SUPPLIED PASSAGE:
▼

I am reading the big book again and I must finish my step 4 as I know this will be a great move forward for my recovery .

Anyway I am tired ,I am pounding my meetings and tomorrow Saturday its back at it I must continue this for now in the same way I drank no excuses .

Thanks for letting me share Mark alcoholic.

TOUGH WEEK

Hi-Hunter again


It has been a rough week. Nothing else new to really say and truthfully we set this blog up so that mark would write then I would write. Since Mark has not written yet, I have to wait.

So I am waiting........

How am I feeling? A bit down, a bit lethargic, fearful , and many other things. How am I acting? I am "acting as if"....I am a bit worn out. Worn out from the effects of living with an active aclohlic and worn out from the constant energy sapped from me by the recovering alcoholic....Grateful always for the recovery as I love my husband and I love how happy our son is now tha tdad is sober. I know there is hope..But for today I am completely drained.....

Tuesday, April 17, 2007

DRY DRUNK

I live with a dry drunk today. It is not very much fun. The only difference between a dry drunk and a drunk drunk is that a dry drunk can stop the behavior after a short time, the drunk drunk keeps going on. Also, since I am aware that the raging person is not drunk I am able to handle the situation much better than before. I do not rage back or react. There is much more I want to write but my mind is totally clouded now because of the lack of serenity in my house. I am immobilized and unable to function..This is what living with an active alcoholic did to me in the past and this is what is doing to me today...Today it will be short lived..But I can not write as my head is just not clear.

▲

TASK 1:
Translate this sentence from the blog excerpt into Spanish: "I do not rage back or react."

ENTRIES:
▼

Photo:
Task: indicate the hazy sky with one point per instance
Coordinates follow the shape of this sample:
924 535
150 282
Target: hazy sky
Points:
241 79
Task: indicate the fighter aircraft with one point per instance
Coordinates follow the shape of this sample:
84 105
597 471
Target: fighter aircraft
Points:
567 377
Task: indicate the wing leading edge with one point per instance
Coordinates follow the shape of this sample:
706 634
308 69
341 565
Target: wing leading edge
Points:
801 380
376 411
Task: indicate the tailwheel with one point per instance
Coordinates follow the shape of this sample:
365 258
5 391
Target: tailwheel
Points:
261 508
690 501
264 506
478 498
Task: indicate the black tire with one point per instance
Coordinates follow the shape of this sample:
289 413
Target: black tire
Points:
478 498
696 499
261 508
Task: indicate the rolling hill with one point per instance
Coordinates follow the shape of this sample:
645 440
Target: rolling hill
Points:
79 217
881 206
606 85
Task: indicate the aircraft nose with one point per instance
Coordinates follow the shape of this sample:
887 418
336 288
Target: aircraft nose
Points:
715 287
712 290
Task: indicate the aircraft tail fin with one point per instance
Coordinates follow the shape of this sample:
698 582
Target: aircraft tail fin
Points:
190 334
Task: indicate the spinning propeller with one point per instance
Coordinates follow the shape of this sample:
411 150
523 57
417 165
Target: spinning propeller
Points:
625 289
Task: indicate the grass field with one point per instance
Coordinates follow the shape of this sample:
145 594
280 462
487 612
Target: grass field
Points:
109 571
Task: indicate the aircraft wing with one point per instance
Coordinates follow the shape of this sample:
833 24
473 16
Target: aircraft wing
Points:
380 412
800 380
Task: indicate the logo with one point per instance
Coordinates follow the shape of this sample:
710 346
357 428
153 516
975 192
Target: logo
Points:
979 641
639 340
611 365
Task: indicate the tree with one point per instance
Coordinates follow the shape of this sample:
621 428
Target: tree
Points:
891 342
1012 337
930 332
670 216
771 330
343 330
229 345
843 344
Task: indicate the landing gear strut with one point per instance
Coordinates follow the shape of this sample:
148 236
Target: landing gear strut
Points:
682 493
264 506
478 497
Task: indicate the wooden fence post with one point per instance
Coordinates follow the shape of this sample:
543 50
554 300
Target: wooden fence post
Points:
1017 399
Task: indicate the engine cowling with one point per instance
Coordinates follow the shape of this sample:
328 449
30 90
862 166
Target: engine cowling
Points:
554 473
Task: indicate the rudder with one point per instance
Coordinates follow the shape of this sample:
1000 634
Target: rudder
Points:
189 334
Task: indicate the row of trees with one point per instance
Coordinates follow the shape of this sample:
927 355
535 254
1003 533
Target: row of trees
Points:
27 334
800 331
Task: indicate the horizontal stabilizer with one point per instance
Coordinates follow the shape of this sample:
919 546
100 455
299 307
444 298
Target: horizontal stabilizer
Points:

▲

TASK 2:
Find each line in the listing above that contains the word "post", and copy those lines.

FULL RESPONSE 1:
No respondo con rabia ni reacciono.

FULL RESPONSE 2:
Task: indicate the wooden fence post with one point per instance
Target: wooden fence post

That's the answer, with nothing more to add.